◆ To do
Whenever a line contains the string "below", copy it out of the entries.

◆ Raw data

◇ ◇ ◇ ◇ ◇ ◇ ◇

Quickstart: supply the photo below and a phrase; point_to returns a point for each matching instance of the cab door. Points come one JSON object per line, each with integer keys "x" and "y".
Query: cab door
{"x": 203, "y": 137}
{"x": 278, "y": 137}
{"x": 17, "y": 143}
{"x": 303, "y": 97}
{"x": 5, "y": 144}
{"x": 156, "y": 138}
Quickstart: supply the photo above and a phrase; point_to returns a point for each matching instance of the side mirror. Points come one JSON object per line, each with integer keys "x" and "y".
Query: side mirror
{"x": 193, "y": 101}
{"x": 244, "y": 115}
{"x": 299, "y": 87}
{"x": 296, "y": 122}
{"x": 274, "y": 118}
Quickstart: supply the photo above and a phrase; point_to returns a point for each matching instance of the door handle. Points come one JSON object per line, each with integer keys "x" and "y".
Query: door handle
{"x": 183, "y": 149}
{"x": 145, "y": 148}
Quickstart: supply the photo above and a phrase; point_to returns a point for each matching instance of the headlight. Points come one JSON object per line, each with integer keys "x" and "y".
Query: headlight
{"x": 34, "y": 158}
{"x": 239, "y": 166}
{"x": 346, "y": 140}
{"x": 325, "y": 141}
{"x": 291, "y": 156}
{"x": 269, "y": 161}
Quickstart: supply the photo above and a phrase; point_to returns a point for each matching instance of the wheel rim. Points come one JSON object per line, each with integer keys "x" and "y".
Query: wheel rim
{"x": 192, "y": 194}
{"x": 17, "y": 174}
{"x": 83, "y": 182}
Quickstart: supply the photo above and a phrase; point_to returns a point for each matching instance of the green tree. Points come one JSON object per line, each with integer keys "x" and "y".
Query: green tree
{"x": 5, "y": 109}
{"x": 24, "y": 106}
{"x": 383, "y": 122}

◇ ◇ ◇ ◇ ◇ ◇ ◇

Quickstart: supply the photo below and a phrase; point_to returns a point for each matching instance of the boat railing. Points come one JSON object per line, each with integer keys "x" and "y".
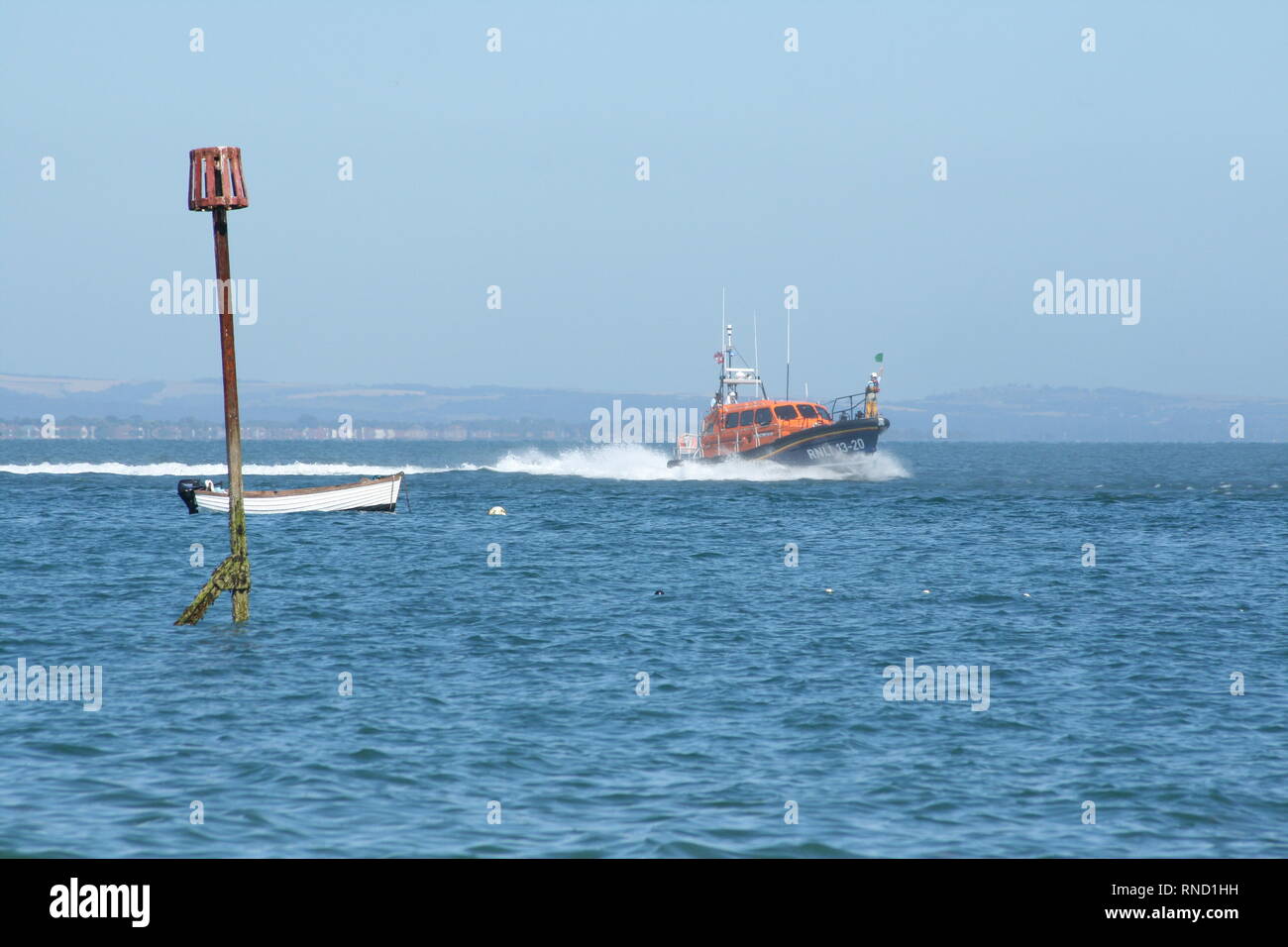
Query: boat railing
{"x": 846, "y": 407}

◇ ◇ ◇ ◇ ◇ ◇ ◇

◆ Task result
Quickstart: supply the photo below and a phrase; point_to returns a point for each matching instance of the cab door. Points come one JSON object per line, each with integer keys "x" and "y".
Quickstart: supply the photo below and a phrase; point_to returns a point for each matching instance of the boat railing. Points come one JSON object per line, each with integer keys "x" and "y".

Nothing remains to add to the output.